- _Texto do exercício_:

########################################

Por vários dias, o pastor não pôde usar o telefone porque se recusou a atender às exigências dos interlocutores. Depois que a história chegou às ondas do rádio e às redes sociais com a hashtag #Debtofshame (dívida da vergonha, em tradução livre), muitos quenianos começaram a relatar as experiências deles quando foram confrontados por cobradores de dívidas.

O Quênia tem mais de 54 milhões de usuários de linhas celulares — Foto: AFP via BBC

Um usuário do Twitter disse que foi avisado de que “se eu não pagar, eles virão buscar meu rim”. Outra disse que certa vez pegou emprestado 2.000 xelins quenianos (cerca de R$ 90), e 10 dias depois “eles estavam no meu pescoço. Eu não conseguia dormir nem pensar. Recebi todos os insultos que se poderia imaginar”.

Um terceiro lembrou que, quando trabalhava como agente de cobrança de dívidas, tinha que cumprir metas diárias estabelecidas pelo empregador.

“Os donos não se importam em como você vai conseguir o dinheiro. Eles só estão interessados ​​em ter o dinheiro deles de volta. Tive que pedir demissão por causa da minha sanidade”, disse ele.

Não há dúvida de que os quenianos pegaram empréstimos por meio de aplicativos de empréstimos digitais. Eles são discretos, rápidos de acessar e não exigem garantias. Mas é aí que mora o dilema para os credores que usam os meios de pagamento dos usuários para avaliar sua credibilidade e nunca atendem seus clientes presencialmente.

De fato, nada disso teria sido possível se o continente africano não fosse o líder global em dinheiro móvel. Os operadores das redes móveis de telefonia dominaram os serviços monetários na África na última década.

O custo de vida aumentou desde o início da pandemia da covid-19 — Foto: AFP via BBC

Mais recentemente, no entanto, os holofotes miraram as empresas de tecnologia financeira, que estabeleceram uma base sólida. Algumas, apoiadas por grandes grupos de capital de risco nos mercados ocidentais e asiáticos. Eles capitalizam uma lacuna no setor de empréstimos, onde pessoas de baixa renda não têm acesso ao crédito porque não têm oportunidades de emprego, garantias ou fiadores.

########################################

- _Objetivo do exercício_: Redigite, sem nenhuma alteração, o trecho do texto sobre as cobranças de dívidas no Quênia que vai de "De fato, nada" até "na última década.", incluindo esses dois pontos.

[Itens de dados]
########################################

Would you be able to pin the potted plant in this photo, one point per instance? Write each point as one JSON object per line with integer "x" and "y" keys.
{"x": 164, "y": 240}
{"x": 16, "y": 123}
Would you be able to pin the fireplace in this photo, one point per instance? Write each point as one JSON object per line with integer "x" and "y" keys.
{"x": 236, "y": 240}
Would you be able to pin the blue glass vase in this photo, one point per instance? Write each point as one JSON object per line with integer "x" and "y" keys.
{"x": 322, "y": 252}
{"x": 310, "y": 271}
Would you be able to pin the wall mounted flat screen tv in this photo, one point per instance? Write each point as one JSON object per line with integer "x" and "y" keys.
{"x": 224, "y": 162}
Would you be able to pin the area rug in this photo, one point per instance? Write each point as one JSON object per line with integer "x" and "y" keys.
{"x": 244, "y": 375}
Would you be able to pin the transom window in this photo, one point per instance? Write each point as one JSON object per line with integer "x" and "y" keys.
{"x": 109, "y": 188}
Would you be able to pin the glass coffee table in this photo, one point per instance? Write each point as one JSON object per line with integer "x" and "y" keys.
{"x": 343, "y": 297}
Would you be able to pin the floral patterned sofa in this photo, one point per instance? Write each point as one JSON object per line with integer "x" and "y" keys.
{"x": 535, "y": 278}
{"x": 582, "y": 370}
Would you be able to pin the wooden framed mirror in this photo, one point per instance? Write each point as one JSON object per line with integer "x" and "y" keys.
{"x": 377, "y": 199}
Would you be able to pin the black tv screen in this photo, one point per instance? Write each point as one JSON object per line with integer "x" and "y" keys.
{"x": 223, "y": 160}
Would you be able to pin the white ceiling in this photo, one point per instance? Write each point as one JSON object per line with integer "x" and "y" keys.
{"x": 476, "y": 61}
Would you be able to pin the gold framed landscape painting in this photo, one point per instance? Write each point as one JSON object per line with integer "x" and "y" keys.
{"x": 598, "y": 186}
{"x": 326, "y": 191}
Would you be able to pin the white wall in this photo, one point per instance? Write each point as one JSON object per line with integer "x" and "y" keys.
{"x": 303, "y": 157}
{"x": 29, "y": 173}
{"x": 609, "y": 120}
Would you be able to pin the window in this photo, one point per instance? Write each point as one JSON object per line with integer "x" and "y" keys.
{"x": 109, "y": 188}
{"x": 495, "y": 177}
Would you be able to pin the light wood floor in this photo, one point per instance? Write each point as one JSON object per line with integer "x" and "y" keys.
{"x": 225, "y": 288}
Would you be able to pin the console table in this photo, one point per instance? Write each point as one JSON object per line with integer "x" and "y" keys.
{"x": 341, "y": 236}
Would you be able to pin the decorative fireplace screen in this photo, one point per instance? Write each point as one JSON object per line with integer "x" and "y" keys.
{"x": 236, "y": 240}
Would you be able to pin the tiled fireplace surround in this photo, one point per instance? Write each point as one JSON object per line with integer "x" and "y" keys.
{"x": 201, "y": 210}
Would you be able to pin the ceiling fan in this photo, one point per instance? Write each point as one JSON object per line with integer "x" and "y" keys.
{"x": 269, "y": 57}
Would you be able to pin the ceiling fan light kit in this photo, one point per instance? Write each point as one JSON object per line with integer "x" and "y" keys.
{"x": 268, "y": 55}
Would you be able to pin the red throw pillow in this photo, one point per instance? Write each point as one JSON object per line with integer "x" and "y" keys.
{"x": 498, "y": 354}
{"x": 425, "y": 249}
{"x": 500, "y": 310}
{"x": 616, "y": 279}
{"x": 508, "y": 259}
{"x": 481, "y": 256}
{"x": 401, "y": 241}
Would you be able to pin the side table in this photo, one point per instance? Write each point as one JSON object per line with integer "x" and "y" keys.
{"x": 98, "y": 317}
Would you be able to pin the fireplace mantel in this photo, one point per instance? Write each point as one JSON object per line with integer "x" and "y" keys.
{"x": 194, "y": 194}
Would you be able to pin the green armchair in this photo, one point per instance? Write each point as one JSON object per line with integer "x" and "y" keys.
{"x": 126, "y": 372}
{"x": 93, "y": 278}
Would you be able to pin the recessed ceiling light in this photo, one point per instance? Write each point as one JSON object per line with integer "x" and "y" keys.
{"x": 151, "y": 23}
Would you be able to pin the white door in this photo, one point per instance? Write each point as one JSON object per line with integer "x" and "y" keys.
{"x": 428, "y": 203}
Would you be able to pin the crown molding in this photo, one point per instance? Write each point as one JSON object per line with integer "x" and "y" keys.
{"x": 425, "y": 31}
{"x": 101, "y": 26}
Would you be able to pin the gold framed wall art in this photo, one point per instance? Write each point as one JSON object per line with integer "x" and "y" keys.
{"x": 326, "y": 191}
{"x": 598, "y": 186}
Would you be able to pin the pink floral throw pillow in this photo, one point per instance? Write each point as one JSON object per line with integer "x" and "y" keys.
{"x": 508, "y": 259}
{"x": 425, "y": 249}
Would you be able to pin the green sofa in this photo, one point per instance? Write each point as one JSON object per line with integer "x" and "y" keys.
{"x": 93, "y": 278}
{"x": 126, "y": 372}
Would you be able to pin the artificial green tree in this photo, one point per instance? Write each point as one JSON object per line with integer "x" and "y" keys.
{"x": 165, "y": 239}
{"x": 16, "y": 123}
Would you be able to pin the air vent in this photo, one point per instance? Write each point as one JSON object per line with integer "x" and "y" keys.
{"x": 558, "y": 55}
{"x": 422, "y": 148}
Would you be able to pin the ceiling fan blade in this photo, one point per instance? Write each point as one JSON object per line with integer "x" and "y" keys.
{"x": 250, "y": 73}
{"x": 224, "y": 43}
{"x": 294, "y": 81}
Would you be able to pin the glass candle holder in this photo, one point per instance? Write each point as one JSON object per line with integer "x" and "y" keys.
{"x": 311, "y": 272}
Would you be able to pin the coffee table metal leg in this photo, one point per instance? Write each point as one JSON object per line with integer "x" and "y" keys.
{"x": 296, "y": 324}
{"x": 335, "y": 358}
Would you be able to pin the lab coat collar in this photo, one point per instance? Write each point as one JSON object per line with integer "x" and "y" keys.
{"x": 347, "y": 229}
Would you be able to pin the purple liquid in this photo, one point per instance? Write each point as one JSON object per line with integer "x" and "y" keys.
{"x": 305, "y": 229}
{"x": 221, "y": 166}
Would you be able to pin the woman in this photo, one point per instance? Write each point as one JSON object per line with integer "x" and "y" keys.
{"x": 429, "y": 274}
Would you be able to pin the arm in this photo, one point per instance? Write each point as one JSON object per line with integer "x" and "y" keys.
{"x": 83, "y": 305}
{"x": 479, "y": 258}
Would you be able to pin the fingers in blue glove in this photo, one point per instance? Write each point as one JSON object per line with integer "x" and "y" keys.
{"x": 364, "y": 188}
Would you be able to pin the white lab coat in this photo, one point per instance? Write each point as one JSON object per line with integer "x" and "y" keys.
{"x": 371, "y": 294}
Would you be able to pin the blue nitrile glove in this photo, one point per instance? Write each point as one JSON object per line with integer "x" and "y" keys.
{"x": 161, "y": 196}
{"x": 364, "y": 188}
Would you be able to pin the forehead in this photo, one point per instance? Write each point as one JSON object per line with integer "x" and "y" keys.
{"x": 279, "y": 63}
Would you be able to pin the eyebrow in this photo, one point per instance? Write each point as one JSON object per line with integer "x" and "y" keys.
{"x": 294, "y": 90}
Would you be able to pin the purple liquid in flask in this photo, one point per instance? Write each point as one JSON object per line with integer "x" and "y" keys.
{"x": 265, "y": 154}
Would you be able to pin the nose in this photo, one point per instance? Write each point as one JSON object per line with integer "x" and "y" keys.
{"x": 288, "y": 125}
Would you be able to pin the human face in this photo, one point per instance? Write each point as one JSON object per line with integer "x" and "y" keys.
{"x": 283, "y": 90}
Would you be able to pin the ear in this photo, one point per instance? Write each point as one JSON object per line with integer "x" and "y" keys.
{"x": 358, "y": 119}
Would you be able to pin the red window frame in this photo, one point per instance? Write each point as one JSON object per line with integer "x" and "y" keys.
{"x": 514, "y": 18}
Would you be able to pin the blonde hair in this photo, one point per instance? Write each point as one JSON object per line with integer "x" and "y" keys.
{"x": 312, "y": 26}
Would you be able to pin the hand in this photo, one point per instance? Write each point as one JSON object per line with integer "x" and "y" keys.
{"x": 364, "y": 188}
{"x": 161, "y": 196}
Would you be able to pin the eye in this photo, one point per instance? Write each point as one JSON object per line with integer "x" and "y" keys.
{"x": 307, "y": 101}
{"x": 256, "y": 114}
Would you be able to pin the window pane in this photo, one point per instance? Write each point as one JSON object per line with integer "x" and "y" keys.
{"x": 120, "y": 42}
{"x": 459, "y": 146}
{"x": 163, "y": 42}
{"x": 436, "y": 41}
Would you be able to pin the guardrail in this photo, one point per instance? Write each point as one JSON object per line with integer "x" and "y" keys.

########################################

- _Tarefa concluída_:
De fato, nada disso teria sido possível se o continente africano não fosse o líder global em dinheiro móvel. Os operadores das redes móveis de telefonia dominaram os serviços monetários na África na última década.